> _REQUIRED WORK_
**1.** Transcribe the passage of the Bark River text starting at "Check out About" and ending at "crisp and cold.".
**2.** Pick up the text about clearing the Bark River where it stops, and write the next few sentences.

> _TEXT EXCERPT_
------------
We called ourselves the “River Rats”. With our Blue Dolphin canoe loaded with a chainsaw, pruning saw, rake and garbage bags, we were determined to make the Bark River from Hartland to Lake Nagawicka navigable for canoes and litter free. Mark Mamerow and I took many work trips down the Bark and, after 7 years, its a really nice paddle. In his new book “The Bark River Chronicles – Stories from a Wisconsin Watershed”, Milton J. Bates describes our stretch of the Bark River in Chapter 5. Mr. Bates tells the story of The Hartland Marsh in great detail and even mentions Pati and I. Although he doesn’t mention Mark by name, he does comment on the great improvements to the river in this stretch since his last visit in the 1990s. Thanks Mark!
Check out About Paul for more info about the Hartland Marsh project. Here is a map of the Bark River in the Hartland Marsh area.
That being said, it was great to connect with Mark again today as we burned 50 more piles at the Scuppernong Springs. The morning was crisp and cold.
Just beyond the row of 12 brush piles you can see below is a remnant of a sedge meadow.
------------
> _RECORDS_
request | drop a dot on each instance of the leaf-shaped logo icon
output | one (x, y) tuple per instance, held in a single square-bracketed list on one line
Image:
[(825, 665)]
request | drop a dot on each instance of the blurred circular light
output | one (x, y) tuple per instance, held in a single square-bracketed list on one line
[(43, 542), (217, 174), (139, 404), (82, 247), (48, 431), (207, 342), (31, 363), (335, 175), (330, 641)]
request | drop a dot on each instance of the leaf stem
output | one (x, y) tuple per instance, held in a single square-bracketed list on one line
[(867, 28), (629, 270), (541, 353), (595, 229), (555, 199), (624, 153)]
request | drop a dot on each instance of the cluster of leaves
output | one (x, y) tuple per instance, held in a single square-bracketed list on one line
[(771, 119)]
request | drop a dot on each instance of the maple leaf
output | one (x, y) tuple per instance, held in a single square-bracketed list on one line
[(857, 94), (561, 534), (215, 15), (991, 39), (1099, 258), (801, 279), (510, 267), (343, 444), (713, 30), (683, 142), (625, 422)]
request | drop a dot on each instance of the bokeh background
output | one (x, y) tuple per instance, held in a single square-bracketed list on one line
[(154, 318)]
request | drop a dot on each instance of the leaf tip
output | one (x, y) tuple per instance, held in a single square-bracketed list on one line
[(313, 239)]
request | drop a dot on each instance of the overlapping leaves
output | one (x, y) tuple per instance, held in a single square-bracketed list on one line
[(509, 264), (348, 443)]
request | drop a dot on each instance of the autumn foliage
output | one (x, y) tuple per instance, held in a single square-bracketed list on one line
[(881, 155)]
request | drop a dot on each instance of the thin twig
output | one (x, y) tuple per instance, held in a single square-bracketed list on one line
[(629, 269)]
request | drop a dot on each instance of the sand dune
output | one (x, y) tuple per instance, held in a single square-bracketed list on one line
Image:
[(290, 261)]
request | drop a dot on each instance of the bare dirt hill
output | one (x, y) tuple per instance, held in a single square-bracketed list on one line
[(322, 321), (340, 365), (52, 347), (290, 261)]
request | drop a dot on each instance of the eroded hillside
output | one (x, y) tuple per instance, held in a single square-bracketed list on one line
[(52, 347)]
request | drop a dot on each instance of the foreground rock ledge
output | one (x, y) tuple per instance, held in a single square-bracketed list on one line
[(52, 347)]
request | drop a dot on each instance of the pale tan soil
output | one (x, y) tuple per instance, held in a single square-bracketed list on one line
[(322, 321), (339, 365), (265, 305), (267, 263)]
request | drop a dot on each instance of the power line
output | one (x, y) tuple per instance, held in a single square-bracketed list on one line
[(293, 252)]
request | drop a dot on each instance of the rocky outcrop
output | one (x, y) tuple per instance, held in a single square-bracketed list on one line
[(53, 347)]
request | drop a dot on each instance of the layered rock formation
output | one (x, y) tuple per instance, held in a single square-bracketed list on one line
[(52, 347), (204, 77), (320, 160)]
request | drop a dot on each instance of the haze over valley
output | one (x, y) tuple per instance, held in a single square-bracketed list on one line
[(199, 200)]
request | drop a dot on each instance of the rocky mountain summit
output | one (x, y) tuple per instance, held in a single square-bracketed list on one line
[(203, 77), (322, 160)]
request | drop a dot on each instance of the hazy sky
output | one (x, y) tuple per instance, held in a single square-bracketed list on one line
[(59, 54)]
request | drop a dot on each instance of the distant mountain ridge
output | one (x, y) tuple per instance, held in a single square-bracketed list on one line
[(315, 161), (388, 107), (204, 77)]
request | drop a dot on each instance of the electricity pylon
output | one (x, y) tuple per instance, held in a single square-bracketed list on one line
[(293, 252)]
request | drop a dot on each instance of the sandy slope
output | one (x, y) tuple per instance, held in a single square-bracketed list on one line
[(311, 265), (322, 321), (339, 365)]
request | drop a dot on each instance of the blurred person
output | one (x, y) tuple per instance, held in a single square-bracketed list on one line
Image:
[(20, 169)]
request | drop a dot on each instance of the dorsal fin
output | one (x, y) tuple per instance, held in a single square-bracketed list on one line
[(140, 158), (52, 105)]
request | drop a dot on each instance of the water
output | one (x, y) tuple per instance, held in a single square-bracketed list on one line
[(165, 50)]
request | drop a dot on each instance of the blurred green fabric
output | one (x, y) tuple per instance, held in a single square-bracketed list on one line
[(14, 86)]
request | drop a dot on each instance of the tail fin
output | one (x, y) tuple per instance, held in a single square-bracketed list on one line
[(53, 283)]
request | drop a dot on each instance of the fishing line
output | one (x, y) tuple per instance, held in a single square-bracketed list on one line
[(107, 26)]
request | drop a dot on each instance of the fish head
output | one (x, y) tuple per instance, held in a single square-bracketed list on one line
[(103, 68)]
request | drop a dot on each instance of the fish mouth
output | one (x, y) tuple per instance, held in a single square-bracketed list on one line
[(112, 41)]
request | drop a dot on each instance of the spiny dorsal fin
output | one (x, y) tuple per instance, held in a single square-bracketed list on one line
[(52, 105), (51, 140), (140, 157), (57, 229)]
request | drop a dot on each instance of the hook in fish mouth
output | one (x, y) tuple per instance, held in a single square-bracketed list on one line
------------
> _RESPONSES_
**1.**
Check out About Paul for more info about the Hartland Marsh project. Here is a map of the Bark River in the Hartland Marsh area.
That being said, it was great to connect with Mark again today as we burned 50 more piles at the Scuppernong Springs. The morning was crisp and cold.

**2.**
Our DNR friends Don and Amanda gave us a huge bag of seeds, with over 20 varieties suitable for a Wet Mesic Prairie setting, that we plan to sow in the area around the Indian Springs and in other locations. The transition from Buckthorn thicket to natural prairie or wetland includes a lot of steps and burning the brush piles is one of my favorites.
We lit another dozen piles farther down the outflow channel of the Indian Springs, closer to where it joins the Scuppernong River.
The conditions were perfect so we moved to the West side of the Indian Campground Sand Dune and lit another bunch of piles. By 11:00am we had 50 piles started and we began the mop up process.
Snow started falling around 4:00pm and it was coming down pretty good by the time I left. Since there wasn’t much of a sunset today, here is a great shot taken by Tighe House a couple weeks ago.
See you at the Springs!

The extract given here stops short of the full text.